**作業内容:** 下の抜粋文で「デフレによる結果何が起きるのか」に続いて番号付きで挙げられている事柄を、すべて書き出してください。

**抜粋文:**

# # #

タイトルからして面白そうな本を手に取ったところ、
かなり刺激的で世間一般的な通念とは異なっていたので、
ちょっと御紹介。

タイトルからして、なんのこっちゃ?

政権が変わり、消費税増税が現実味を帯びて
マスコミでも頻繁に取り上げられるようになってきました。

国の借金がもの凄い勢いで増加している。
それを返済しなければ国が破綻する…ギリシャのように。

だから、消費税を増税しないと!!

だけど、ちょっとお待ちを。

デフレが悪魔のように叫ばれている中、本書によると
「国債発行」、「紙幣印刷」景気回復の鍵がそこにあると。

普通に考えれば、デフレの対極にあるインフレ方向へちょこっとシフトしてやれば
デフレから脱却できるのではないか?と。

ちなみに、デフレが何故悪なのか…。
デフレによる結果何が起きるのかを抜粋すると

1 企業業績の圧迫
2 失業の増加・格差の拡大
3 財政問題の悪化
4 債務問題の悪化
5 消費の減退
6 投資の減退
7 イノベーションの鈍化
8 円高の進行

など。■デフレの何が悪いのか?-デフレが悪い8つの理由- : フィリピンから見た日本

不況の元凶が全て羅列しているような気がしますが。
そのデフレと対極を成すのがインフレ。

市場に流通する紙幣が増加することでインフレが発生しますが、
極端なインフレになると自分たちが大事に貯めてきたお金の価値が下落し、
ジンバブエのような例は極端だとしても紙幣が紙切れに…

例えば、菓子パンが一袋100円で購入できる今の状態が、
インフレになると一袋5万円で買わないと買えないなんてことに。

# # #

**提供情報:**
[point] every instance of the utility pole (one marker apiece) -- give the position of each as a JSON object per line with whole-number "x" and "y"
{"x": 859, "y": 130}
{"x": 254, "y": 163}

# # #

**解答:**
1 企業業績の圧迫
2 失業の増加・格差の拡大
3 財政問題の悪化
4 債務問題の悪化
5 消費の減退
6 投資の減退
7 イノベーションの鈍化
8 円高の進行